● **What needs to be done**
Below are some records. Repeat exactly the lines from the one containing "If you could place a marker on the rocky" through the final line.
***** The records
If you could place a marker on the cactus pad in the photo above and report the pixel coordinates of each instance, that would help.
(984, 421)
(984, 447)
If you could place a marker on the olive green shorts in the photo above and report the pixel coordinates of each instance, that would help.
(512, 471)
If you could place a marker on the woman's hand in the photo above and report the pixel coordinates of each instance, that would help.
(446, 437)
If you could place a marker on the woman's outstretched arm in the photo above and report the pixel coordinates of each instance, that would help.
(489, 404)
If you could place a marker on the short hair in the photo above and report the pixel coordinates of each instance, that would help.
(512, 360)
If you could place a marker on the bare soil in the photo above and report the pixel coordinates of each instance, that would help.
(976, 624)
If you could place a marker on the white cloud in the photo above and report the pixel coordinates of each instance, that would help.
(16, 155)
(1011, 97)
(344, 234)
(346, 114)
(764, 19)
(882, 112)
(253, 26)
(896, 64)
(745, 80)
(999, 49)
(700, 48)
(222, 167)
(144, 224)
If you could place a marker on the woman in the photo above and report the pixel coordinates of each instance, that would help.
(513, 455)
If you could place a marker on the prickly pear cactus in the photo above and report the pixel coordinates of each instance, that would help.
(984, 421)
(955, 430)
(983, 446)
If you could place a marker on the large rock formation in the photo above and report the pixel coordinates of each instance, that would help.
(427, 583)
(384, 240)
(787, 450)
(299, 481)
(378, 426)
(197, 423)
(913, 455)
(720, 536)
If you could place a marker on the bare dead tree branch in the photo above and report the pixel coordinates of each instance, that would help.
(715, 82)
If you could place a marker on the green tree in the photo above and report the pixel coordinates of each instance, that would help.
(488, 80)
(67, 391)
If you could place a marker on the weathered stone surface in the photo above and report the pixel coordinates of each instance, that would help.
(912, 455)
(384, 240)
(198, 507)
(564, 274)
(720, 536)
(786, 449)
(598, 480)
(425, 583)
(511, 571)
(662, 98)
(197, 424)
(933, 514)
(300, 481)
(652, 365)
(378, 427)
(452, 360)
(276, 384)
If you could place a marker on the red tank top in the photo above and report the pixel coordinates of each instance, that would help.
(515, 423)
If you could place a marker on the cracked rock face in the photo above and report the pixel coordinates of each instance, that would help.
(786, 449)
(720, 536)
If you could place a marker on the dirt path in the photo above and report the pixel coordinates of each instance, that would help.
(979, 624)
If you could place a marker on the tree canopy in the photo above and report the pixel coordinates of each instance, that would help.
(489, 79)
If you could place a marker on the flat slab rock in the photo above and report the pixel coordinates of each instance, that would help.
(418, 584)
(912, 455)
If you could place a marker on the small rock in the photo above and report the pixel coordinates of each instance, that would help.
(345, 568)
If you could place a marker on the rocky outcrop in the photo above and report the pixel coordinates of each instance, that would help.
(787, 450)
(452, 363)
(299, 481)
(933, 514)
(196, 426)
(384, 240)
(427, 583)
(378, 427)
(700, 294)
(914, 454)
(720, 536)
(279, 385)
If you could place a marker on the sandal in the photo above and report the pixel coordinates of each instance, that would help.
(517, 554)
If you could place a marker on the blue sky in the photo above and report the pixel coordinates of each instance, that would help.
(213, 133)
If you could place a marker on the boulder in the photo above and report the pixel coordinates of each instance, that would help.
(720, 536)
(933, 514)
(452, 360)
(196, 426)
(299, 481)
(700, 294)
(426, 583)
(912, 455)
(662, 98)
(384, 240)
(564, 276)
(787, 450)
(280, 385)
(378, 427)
**********
● **Completed exercise**
If you could place a marker on the rocky outcrop in the photo above and report the pixel coordinates of each instance, that would help.
(787, 450)
(452, 363)
(299, 481)
(933, 514)
(196, 426)
(384, 240)
(427, 583)
(378, 427)
(700, 294)
(914, 454)
(720, 536)
(279, 385)
If you could place a marker on the sandal in the photo above and report the pixel coordinates of each instance, that would help.
(517, 554)
If you could place a marker on the blue sky in the photo above and report the pixel coordinates of each instance, that would help.
(213, 133)
If you could place a marker on the boulder in the photo above and report the pixel coordinates of each instance, that would help.
(720, 536)
(933, 514)
(452, 360)
(196, 426)
(299, 481)
(700, 294)
(426, 583)
(912, 455)
(662, 98)
(384, 240)
(564, 276)
(787, 450)
(280, 385)
(378, 427)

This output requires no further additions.